**What to do**
Pull out every line of the data below that contains the string "Query". Uppercase and lowercase letters count as different.

**Records**
/---
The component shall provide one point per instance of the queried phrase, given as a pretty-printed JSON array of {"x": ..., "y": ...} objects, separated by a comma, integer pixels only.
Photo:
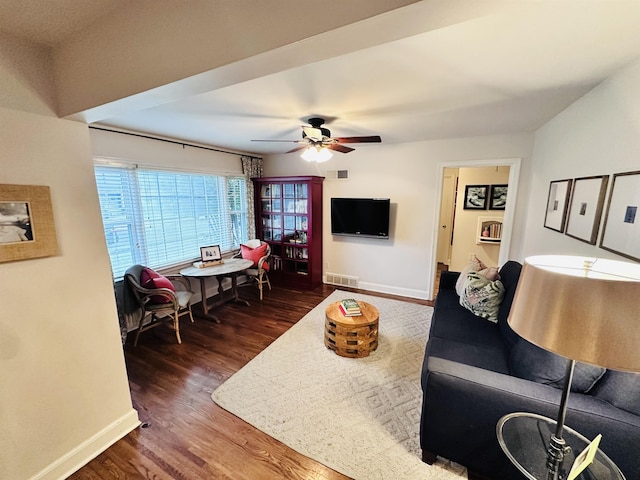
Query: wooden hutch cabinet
\---
/---
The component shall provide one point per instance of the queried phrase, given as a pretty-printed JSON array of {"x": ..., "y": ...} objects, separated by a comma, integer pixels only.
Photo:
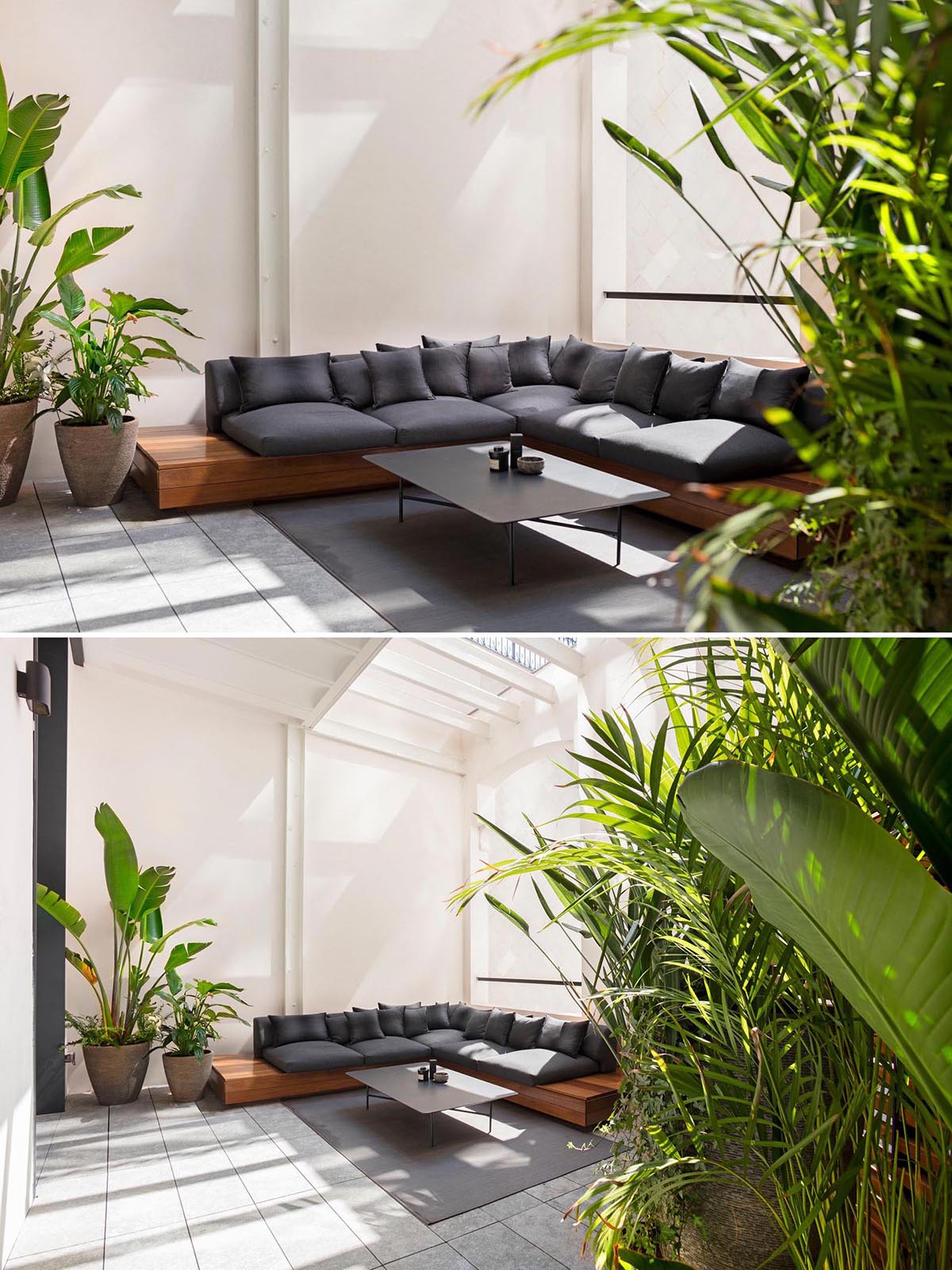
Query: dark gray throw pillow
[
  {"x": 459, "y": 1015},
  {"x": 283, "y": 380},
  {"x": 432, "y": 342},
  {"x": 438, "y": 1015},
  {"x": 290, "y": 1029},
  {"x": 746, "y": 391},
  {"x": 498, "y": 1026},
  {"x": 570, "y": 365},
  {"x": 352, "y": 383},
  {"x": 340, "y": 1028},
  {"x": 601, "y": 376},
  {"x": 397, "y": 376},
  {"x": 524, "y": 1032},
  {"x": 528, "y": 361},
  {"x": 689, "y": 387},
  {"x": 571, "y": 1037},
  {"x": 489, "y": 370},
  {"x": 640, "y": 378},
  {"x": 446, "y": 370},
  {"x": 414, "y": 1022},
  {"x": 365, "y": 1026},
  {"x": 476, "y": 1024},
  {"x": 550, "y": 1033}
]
\---
**Output below**
Query: wooden hutch cabinet
Query: dark gray throw pillow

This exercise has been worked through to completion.